> _What the task asks_
Return each line of the listing below that contains the string "headset", copied in full. Matching is case-sensitive.
- - -
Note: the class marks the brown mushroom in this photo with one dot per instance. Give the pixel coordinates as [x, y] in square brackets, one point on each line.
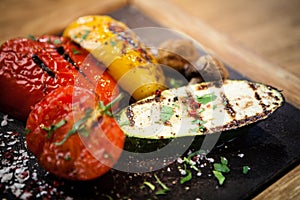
[177, 53]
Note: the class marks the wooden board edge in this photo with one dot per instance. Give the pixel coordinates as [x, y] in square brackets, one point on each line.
[231, 52]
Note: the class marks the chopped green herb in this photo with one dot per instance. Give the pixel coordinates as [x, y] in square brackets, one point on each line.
[31, 37]
[75, 51]
[125, 122]
[53, 127]
[57, 41]
[246, 169]
[150, 185]
[27, 131]
[164, 189]
[205, 99]
[199, 152]
[187, 178]
[201, 128]
[219, 176]
[198, 121]
[166, 113]
[190, 163]
[224, 161]
[221, 168]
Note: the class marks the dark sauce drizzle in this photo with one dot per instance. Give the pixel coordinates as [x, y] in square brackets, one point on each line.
[60, 50]
[43, 66]
[228, 106]
[258, 98]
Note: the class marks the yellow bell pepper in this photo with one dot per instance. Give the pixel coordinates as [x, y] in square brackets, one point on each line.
[114, 44]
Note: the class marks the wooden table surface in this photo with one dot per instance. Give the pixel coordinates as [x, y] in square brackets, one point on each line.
[258, 38]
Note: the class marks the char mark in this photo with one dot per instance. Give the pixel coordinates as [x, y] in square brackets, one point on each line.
[228, 106]
[61, 51]
[43, 66]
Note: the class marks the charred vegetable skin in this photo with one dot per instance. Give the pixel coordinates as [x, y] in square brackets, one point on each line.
[65, 127]
[200, 109]
[31, 68]
[114, 44]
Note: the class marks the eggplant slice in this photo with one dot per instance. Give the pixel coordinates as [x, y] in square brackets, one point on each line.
[199, 109]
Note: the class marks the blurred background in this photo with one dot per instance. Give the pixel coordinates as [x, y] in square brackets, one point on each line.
[263, 35]
[271, 28]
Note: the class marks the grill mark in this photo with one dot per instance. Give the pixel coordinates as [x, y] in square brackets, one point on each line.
[237, 123]
[228, 106]
[43, 66]
[61, 51]
[254, 87]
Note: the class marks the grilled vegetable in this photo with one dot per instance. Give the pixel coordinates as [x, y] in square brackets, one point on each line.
[199, 109]
[71, 136]
[114, 44]
[31, 68]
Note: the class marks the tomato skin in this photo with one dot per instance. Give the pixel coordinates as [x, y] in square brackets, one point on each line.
[24, 82]
[78, 158]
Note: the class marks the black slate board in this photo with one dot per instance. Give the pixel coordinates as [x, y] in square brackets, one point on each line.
[270, 148]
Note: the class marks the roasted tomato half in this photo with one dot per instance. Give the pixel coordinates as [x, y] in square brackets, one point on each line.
[31, 68]
[73, 134]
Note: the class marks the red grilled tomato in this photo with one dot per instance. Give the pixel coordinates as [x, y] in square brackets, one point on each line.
[31, 68]
[73, 135]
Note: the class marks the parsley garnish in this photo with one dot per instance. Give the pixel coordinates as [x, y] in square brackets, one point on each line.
[53, 127]
[219, 176]
[166, 113]
[220, 168]
[164, 189]
[205, 99]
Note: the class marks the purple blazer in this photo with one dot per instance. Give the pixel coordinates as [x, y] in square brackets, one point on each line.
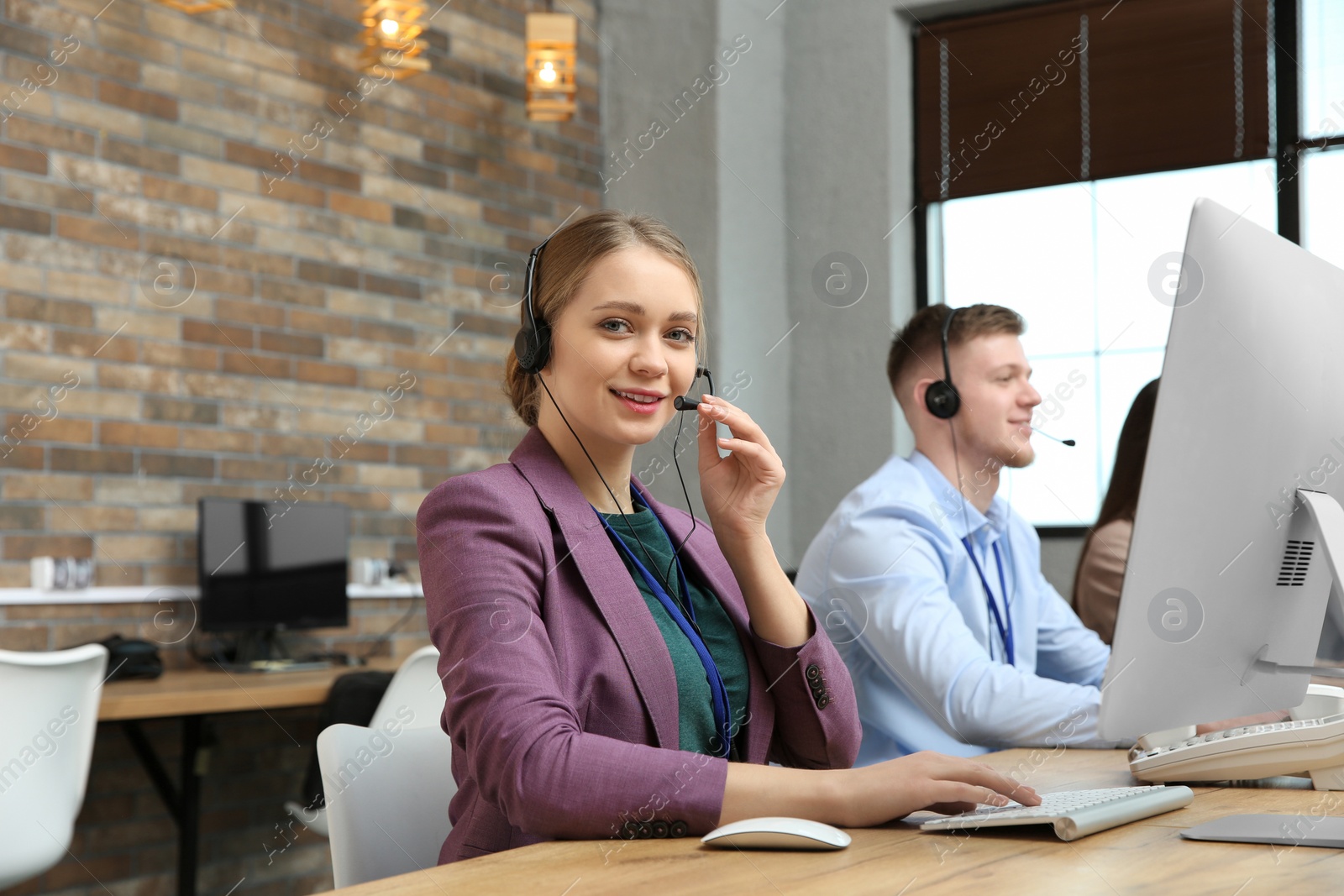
[562, 701]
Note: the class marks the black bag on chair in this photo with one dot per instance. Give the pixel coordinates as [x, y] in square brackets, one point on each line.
[353, 700]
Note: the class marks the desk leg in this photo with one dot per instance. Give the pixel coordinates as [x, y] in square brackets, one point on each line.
[188, 805]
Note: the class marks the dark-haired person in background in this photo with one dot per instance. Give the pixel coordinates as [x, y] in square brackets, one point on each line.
[1101, 569]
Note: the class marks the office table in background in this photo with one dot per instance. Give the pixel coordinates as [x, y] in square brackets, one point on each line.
[1142, 857]
[192, 694]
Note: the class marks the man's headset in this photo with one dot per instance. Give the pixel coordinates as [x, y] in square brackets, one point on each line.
[944, 401]
[941, 398]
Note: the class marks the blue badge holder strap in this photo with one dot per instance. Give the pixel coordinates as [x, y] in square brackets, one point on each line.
[1001, 622]
[718, 691]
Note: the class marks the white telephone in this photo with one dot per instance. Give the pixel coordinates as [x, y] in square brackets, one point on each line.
[1312, 743]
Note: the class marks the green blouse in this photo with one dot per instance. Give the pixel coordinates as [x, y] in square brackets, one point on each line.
[696, 705]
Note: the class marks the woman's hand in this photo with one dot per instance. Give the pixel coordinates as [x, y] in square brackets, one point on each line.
[924, 781]
[738, 490]
[871, 794]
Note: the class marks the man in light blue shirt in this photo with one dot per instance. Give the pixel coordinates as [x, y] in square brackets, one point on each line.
[953, 637]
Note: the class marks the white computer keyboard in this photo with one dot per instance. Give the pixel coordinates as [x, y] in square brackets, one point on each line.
[1247, 752]
[1074, 813]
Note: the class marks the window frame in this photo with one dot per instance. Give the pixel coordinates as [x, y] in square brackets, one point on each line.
[1287, 139]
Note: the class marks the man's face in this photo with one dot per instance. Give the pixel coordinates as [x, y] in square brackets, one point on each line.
[994, 425]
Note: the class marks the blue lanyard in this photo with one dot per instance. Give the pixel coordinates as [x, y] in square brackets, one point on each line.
[718, 691]
[1005, 631]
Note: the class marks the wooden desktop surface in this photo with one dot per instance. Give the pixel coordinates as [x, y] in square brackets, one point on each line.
[187, 692]
[1142, 857]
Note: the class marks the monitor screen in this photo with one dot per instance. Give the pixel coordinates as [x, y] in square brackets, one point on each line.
[269, 564]
[1227, 575]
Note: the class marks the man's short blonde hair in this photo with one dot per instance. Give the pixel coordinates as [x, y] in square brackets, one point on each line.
[917, 349]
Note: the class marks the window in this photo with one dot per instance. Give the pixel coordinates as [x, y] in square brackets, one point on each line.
[1077, 261]
[1089, 259]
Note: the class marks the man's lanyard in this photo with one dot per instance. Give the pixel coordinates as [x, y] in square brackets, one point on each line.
[1005, 631]
[718, 691]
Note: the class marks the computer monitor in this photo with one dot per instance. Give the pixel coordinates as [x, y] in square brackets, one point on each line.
[1227, 574]
[268, 566]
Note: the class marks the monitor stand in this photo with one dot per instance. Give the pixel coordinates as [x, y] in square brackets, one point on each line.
[1316, 750]
[262, 651]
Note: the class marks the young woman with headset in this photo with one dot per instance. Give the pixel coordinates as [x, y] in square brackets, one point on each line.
[612, 667]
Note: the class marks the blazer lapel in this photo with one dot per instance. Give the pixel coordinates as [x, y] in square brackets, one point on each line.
[604, 573]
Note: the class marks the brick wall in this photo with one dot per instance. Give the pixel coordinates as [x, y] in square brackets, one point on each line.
[221, 249]
[222, 246]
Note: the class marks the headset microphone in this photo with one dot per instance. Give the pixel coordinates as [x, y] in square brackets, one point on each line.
[690, 403]
[1068, 443]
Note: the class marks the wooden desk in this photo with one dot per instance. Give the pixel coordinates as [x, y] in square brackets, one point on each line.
[192, 694]
[1142, 857]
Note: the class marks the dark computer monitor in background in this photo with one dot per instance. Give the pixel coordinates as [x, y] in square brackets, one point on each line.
[268, 566]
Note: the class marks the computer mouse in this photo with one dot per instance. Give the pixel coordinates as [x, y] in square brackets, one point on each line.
[777, 833]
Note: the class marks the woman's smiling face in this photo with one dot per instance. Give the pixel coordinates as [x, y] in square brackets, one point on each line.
[624, 347]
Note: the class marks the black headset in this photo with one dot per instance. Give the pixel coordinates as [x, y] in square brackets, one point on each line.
[533, 344]
[941, 398]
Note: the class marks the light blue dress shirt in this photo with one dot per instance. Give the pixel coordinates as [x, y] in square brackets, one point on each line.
[894, 586]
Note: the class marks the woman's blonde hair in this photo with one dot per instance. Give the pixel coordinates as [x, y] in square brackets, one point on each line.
[566, 262]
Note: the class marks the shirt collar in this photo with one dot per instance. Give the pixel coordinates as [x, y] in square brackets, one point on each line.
[994, 523]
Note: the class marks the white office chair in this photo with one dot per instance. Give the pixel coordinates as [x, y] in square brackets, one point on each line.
[414, 698]
[414, 691]
[386, 799]
[49, 715]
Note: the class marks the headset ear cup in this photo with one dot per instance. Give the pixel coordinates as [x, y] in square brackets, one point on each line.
[942, 401]
[543, 347]
[524, 349]
[533, 347]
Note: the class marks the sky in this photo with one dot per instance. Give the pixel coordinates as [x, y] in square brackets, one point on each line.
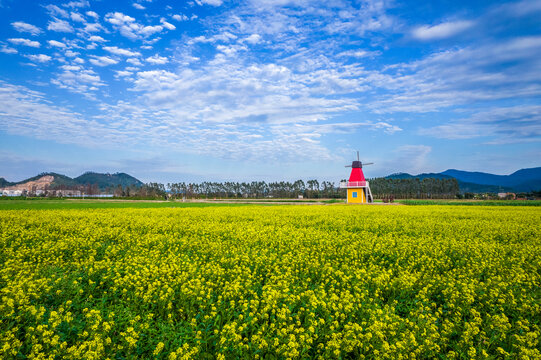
- - -
> _Reply_
Note: the class marks the man's headset in this photo with one dot per instance. Give the pixel coordinates as [x, y] in square brackets, one point on each line.
Note: the class marks the young woman with headset in this photo with one dot per instance. Give the pixel coordinates as [x, y] in square brackets, one point on each line.
Note: the class marks the headset microphone in this photo with one dot per instance. Give the pixel coordinates as [x, y] in square brackets, one point on each line.
Note: the class marks the black headset in this photo with one dot per instance. Give the pixel coordinates as [x, y] in square brackets, one point on each line.
Note: the class marks the headset ear cup in this photo with one dot per instance. Give the pixel coordinates as [x, y] in square brackets, one point on each line.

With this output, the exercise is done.